Focal segmental glomerulosclerosis in which urinary protein improved after surgical treatment for acromegaly: a case report

Background

Focal segmental glomerulosclerosis is characterized by partial (segmental) sclerotic lesions in some glomeruli (focal). Primary focal segmental glomerulosclerosis is generally considered resistant to steroid therapy. However, acromegaly is a disease that causes peculiar facial features, body types, and metabolic abnormalities due to the excessive secretion of growth hormone by a pituitary adenoma. Growth hormone has been reported to be involved in glomerular cell growth, mesangial proliferation, and glomerulosclerosis in the kidney.

Case presentation

We report a case of a Japanese patient with focal segmental glomerulosclerosis in whom decreased urinary protein was observed after surgical treatment for acromegaly.

Conclusion

The patient’s urinary protein improved as the concentration of growth hormone/insulin-like growth factor 1 decreased.

Acromegaly is a disease that causes peculiar facial features, body types, and metabolic abnormalities due to the excessive secretion of growth hormone (GH) and insulin-like growth factor 1 (IGF-1). Acromegaly is often complicated by diabetes mellitus, hypertension, and heart disease, and the prognosis is poor in patients who are untreated. However, improvements in diabetes mellitus, hypertension, and heart disease after treatment for acromegaly have been reported [1]. Control of GH hypersecretion, hypertension, and heart disease is therefore needed in order to improve the ultimate mortality rates [2, 3].

GH affects the organs of the whole body, and in the kidney, it is associated with glomerular cell growth, mesangial proliferation, and glomerulosclerosis. Acromegaly is characterized by glomerular hyperfiltration, and the urinary albumin level is high, suggesting the influence of GH and IGF-1 levels [4].

In contrast, focal segmental glomerulosclerosis (FSGS) is characterized by partial (segmental) sclerotic lesions in some glomeruli (focal). Primary FSGS is generally considered to be resistant to steroid therapy. Cases of acromegaly complicated by FSGS are rare. We report a case of a patient with FSGS in whom the urinary protein level improved as the concentration of GH/IGF-1 decreased after surgical treatment for acromegaly.

The patient was a 64-year-old Japanese man who was admitted to our hospital for the gradual growth of a thyroid tumor. At 20 years of age, urinary protein had been detected in his urine specimen. He became conscious of lip enlargement and a limb volume increase at 30 years of age. He had been diagnosed with diabetes mellitus at 56 years of age, and increased urinary protein was detected at the same time. A renal biopsy was performed. The histopathological findings showed FSGS. However, steroid treatment was not started, owing to diabetes mellitus. A thyroid tumor was detected at 59 years of age, and fine-needle aspiration cytology was performed. No malignant cells were detected in a histopathological examination; however, the thyroid tumors gradually grew larger, and thereafter the patient was introduced to our department. He was suspected of having acromegaly due to his characteristic facial features, and he was therefore admitted to our hospital.

_Requirement A_: Rewrite the case report passage that opens with the words containing "Case presentation" and closes with "observed after surgical treatment for acromegaly.", changing "surgical treatment" to "surgery".
_Requirement B_: List every age, in years, that the case report gives for the patient.
The records that follow are separate material and are not part of the case report.

_Records_:
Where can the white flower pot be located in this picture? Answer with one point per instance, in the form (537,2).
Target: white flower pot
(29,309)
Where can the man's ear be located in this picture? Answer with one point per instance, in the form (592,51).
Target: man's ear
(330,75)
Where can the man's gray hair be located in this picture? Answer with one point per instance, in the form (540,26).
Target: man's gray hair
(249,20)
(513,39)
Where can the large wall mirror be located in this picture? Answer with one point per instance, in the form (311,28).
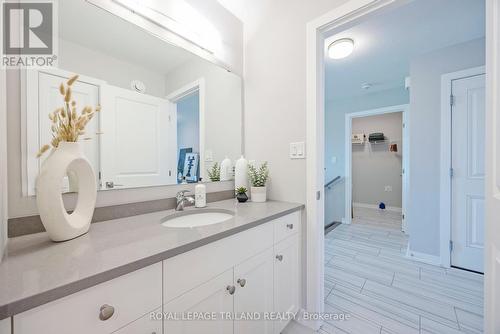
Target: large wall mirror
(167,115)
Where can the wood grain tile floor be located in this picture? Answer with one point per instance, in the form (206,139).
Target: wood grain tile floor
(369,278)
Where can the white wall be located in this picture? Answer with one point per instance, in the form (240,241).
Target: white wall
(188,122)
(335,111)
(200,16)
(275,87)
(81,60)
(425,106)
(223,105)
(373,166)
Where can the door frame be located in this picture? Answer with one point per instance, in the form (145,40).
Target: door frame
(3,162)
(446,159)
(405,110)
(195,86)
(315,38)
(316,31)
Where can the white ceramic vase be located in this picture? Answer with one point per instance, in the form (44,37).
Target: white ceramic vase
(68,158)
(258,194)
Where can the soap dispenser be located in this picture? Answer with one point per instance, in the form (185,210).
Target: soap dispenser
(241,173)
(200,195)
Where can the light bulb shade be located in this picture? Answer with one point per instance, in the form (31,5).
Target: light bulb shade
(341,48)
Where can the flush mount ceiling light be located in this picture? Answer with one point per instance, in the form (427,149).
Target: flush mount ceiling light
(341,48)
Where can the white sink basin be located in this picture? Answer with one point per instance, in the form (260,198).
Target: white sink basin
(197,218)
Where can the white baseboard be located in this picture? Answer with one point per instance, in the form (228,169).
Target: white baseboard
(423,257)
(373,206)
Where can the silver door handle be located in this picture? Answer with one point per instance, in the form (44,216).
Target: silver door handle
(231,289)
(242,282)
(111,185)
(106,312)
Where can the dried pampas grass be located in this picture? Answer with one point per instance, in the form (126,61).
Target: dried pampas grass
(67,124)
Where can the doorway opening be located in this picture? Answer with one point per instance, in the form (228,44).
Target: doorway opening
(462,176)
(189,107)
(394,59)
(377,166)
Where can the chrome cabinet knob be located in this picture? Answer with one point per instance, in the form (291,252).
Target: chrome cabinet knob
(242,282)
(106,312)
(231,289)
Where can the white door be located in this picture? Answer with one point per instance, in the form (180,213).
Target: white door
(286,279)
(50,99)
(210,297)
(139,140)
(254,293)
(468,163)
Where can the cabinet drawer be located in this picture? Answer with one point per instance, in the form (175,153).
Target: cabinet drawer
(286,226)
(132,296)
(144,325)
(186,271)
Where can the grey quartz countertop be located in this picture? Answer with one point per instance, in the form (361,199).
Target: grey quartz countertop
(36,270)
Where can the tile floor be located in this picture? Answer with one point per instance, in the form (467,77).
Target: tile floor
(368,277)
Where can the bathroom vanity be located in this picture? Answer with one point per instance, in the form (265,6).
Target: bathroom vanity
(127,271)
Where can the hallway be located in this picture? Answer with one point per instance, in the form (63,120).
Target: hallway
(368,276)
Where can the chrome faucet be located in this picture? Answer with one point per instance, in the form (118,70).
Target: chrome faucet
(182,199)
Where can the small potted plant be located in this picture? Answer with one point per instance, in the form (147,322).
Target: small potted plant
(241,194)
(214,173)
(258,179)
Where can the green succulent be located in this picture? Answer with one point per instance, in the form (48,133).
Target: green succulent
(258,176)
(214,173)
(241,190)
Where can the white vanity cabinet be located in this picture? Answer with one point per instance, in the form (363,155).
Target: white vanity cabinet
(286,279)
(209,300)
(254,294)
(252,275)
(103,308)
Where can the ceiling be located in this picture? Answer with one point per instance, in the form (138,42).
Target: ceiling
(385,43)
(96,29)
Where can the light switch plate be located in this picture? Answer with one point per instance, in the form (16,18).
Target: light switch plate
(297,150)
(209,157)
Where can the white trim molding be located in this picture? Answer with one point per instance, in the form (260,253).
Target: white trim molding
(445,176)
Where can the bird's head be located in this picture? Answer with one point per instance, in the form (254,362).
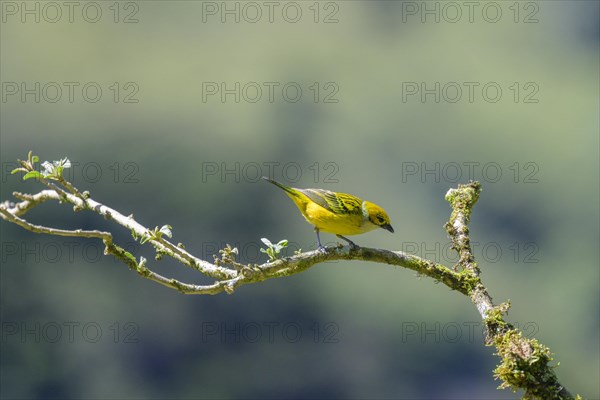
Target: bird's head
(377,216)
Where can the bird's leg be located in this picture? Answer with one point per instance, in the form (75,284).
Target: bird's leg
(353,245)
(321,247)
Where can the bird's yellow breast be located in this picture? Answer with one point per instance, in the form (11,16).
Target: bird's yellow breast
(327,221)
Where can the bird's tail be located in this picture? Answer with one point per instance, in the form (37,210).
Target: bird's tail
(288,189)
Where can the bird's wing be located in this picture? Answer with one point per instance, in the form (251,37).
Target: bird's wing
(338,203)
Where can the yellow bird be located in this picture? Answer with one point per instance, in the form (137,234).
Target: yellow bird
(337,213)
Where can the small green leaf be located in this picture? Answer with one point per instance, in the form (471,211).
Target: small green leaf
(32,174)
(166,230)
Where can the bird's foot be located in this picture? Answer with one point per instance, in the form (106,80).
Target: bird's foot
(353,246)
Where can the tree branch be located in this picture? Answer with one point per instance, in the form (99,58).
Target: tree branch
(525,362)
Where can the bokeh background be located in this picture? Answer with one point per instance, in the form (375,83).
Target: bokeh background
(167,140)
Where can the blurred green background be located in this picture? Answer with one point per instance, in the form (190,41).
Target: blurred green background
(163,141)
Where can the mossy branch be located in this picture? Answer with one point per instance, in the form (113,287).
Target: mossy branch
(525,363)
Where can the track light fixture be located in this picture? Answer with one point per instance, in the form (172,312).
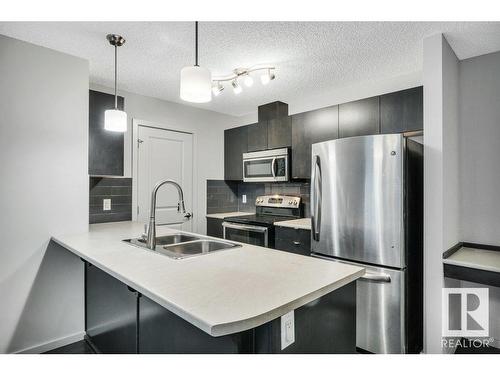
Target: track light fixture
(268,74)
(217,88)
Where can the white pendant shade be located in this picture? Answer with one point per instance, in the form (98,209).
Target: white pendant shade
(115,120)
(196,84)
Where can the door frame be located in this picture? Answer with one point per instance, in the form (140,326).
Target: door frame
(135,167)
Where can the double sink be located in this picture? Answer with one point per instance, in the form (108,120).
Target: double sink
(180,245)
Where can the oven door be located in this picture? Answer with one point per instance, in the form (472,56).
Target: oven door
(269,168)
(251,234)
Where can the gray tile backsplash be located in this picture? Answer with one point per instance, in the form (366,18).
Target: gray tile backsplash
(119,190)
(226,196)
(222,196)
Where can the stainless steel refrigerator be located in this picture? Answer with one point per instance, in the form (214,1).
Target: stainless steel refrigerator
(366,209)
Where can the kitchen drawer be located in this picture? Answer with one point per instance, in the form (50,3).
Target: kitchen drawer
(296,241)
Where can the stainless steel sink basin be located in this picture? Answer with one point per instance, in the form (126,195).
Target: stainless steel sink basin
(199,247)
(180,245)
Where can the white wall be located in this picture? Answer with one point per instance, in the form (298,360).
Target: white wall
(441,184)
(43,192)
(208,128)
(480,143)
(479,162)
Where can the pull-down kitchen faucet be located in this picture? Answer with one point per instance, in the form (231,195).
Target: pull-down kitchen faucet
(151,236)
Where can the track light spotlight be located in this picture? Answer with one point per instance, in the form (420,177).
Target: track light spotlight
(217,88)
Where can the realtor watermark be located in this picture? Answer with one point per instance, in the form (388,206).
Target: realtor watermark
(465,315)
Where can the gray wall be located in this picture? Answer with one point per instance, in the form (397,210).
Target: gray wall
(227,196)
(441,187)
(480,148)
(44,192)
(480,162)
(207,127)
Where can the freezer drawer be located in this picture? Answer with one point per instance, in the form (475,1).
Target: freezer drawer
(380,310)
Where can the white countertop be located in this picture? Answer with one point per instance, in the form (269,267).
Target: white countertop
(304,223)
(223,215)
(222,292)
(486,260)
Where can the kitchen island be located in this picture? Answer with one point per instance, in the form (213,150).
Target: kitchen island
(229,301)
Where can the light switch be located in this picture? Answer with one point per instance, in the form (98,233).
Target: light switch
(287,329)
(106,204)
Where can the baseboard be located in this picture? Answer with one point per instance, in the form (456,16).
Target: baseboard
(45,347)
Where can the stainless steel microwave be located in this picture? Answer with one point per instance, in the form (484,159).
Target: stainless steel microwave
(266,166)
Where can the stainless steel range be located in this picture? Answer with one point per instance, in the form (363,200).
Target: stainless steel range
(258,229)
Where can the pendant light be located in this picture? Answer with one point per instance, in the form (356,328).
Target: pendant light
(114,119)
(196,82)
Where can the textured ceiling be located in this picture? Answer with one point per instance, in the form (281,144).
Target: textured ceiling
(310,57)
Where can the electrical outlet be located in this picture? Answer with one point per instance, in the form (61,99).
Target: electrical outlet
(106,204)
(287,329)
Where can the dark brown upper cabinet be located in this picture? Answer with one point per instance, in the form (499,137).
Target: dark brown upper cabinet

_Expected answer A_:
Case presentation

We report a case of a Japanese patient with focal segmental glomerulosclerosis in whom decreased urinary protein was observed after surgery for acromegaly.

_Expected answer B_: The case report gives the patient's age as 20, 30, 56, 59, and 64 years.